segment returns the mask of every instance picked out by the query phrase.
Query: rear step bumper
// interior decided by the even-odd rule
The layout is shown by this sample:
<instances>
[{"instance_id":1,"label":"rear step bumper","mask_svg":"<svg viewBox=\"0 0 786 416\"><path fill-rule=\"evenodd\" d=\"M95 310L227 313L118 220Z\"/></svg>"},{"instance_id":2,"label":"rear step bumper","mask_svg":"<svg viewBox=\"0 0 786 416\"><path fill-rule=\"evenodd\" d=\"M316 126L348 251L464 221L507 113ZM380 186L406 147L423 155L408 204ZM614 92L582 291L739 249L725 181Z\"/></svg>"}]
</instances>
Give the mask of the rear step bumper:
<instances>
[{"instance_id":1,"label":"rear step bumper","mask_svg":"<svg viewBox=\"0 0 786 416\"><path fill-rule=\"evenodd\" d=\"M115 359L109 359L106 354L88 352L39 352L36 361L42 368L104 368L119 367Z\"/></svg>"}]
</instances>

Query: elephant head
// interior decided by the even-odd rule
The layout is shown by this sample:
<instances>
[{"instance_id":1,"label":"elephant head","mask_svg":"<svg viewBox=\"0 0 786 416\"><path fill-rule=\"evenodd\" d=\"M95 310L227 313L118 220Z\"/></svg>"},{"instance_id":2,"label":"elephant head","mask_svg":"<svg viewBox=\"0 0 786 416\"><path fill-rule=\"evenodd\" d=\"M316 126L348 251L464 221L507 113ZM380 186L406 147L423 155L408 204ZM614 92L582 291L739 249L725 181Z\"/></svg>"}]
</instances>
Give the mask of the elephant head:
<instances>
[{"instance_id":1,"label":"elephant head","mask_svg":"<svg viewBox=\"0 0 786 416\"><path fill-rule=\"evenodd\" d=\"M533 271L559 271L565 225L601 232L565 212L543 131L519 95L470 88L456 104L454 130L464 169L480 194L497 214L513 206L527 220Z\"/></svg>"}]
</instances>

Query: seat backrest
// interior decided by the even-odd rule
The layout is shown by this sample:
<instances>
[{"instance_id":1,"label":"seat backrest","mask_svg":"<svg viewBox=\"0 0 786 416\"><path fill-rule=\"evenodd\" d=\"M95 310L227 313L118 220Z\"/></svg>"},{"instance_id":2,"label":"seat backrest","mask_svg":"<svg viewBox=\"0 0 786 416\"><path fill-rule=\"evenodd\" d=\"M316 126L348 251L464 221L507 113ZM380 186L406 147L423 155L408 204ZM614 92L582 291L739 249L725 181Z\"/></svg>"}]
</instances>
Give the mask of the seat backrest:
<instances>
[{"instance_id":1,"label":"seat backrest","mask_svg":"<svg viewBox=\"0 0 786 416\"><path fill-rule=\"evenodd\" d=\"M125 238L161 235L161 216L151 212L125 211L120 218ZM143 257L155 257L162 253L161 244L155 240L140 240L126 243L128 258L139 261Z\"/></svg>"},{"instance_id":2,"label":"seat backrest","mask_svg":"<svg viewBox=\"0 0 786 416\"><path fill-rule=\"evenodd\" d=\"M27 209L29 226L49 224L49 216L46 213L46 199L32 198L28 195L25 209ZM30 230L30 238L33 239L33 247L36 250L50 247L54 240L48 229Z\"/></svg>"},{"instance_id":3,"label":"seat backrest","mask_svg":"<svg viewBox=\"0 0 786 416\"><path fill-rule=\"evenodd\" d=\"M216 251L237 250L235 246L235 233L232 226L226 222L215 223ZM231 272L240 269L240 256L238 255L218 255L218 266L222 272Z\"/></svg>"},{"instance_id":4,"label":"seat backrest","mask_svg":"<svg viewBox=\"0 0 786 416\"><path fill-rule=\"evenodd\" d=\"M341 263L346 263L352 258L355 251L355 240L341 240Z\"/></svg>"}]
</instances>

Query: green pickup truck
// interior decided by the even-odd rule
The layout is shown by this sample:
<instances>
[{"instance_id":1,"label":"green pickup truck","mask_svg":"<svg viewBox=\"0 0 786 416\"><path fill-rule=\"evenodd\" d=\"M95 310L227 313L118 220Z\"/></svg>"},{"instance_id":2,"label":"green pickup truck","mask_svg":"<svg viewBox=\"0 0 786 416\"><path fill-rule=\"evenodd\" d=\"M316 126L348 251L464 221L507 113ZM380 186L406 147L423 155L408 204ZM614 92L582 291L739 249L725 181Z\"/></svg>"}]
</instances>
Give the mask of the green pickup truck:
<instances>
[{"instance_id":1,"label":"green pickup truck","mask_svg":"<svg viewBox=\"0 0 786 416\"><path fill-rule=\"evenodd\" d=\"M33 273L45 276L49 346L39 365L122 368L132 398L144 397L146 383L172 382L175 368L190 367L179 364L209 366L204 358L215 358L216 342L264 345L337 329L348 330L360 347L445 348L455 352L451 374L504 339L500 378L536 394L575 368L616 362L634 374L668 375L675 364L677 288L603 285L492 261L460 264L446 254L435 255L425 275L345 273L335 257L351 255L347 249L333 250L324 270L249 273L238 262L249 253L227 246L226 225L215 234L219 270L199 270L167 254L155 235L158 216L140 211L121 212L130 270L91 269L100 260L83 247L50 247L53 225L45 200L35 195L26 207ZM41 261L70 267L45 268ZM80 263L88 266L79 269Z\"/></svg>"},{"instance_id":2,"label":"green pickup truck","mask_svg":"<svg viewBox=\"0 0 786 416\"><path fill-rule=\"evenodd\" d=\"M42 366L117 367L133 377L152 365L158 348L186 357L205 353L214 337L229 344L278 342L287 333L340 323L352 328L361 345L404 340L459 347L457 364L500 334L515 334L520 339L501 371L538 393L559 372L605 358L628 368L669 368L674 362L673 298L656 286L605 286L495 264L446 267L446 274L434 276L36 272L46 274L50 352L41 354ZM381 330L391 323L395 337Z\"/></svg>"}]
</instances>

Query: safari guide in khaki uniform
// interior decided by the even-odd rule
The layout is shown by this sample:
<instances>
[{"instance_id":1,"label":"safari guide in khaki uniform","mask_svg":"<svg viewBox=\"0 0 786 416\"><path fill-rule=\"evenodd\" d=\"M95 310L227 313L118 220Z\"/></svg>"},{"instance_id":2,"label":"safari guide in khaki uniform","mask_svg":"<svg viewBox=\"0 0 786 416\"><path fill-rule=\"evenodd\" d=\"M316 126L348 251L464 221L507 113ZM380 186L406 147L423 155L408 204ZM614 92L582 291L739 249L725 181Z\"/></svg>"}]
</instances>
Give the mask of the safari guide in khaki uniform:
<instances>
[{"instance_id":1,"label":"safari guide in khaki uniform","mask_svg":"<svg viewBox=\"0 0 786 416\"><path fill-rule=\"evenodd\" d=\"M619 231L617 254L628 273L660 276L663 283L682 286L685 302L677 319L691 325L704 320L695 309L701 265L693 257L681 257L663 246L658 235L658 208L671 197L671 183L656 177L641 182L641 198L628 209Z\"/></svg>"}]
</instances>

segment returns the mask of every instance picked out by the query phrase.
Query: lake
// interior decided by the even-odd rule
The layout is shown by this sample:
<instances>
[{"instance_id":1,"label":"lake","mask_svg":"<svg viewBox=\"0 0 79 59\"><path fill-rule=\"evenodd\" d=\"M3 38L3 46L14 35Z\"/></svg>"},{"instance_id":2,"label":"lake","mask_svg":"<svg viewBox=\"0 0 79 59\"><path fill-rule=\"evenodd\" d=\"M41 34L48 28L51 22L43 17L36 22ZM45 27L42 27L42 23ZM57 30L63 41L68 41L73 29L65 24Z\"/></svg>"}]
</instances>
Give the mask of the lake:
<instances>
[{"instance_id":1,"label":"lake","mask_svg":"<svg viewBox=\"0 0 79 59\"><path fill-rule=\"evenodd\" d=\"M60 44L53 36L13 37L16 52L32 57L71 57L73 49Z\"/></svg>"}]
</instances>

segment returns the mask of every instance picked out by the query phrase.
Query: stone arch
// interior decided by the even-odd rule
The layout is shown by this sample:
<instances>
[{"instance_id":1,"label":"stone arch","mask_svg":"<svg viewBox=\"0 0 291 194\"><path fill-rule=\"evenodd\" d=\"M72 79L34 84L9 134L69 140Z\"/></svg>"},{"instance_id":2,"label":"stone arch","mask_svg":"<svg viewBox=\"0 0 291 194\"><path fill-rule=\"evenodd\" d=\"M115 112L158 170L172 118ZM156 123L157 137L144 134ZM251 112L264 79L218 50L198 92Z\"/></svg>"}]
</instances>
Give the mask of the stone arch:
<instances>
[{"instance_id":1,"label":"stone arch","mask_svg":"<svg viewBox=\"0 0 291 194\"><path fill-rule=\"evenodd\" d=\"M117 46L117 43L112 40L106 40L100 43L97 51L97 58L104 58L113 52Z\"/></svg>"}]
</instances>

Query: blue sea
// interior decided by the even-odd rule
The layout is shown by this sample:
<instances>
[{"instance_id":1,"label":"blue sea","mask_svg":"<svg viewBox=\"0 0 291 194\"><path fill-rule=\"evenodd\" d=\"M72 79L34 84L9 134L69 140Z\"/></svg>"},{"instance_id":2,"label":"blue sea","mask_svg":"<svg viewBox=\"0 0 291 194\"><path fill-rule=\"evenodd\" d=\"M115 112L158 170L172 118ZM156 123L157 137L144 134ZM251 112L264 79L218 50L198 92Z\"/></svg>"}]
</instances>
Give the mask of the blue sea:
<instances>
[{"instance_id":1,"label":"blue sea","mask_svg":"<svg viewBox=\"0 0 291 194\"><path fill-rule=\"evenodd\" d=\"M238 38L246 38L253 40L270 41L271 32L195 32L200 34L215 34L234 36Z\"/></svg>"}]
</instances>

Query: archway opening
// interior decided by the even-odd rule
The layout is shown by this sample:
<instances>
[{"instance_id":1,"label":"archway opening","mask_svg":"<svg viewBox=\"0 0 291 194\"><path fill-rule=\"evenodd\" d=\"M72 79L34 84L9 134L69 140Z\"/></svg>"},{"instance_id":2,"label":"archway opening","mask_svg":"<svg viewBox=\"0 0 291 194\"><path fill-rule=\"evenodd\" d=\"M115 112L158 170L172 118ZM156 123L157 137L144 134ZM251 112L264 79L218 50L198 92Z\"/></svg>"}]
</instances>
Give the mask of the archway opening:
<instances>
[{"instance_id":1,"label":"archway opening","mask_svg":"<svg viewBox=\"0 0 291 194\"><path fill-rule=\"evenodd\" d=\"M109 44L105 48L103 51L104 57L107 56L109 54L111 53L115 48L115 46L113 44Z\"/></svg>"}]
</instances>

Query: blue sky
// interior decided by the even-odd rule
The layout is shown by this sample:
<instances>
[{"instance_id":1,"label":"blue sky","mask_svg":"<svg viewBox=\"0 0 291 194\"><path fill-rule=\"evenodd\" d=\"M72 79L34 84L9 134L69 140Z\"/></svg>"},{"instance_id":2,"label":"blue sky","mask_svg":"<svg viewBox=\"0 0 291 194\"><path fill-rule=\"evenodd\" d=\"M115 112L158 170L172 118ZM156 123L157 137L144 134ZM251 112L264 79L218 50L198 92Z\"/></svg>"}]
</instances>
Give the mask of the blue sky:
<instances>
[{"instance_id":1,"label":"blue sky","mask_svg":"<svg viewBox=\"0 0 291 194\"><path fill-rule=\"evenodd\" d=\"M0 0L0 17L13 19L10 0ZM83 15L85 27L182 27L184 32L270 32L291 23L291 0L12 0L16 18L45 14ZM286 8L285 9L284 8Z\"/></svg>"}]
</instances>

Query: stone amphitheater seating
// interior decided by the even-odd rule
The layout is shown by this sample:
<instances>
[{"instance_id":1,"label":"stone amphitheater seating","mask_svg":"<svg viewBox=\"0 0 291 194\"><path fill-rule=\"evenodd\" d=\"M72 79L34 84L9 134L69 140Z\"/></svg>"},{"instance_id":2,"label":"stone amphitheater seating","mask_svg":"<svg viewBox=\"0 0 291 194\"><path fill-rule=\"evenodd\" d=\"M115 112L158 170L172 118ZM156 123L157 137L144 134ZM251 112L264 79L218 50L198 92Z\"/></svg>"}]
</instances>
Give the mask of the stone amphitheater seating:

★ ★ ★ ★ ★ ★ ★

Which lines run from the one containing "Query: stone amphitheater seating" to the end of the entries above? Quote exactly those, and only those.

■ **Correct response**:
Query: stone amphitheater seating
// interior decided by the even-odd rule
The layout is shown by this sample:
<instances>
[{"instance_id":1,"label":"stone amphitheater seating","mask_svg":"<svg viewBox=\"0 0 291 194\"><path fill-rule=\"evenodd\" d=\"M72 79L34 84L9 134L69 140Z\"/></svg>"},{"instance_id":2,"label":"stone amphitheater seating","mask_svg":"<svg viewBox=\"0 0 291 194\"><path fill-rule=\"evenodd\" d=\"M115 112L158 170L172 118ZM156 123L157 137L144 134ZM251 112L264 79L218 50L198 92Z\"/></svg>"}]
</instances>
Give the mask of the stone amphitheater seating:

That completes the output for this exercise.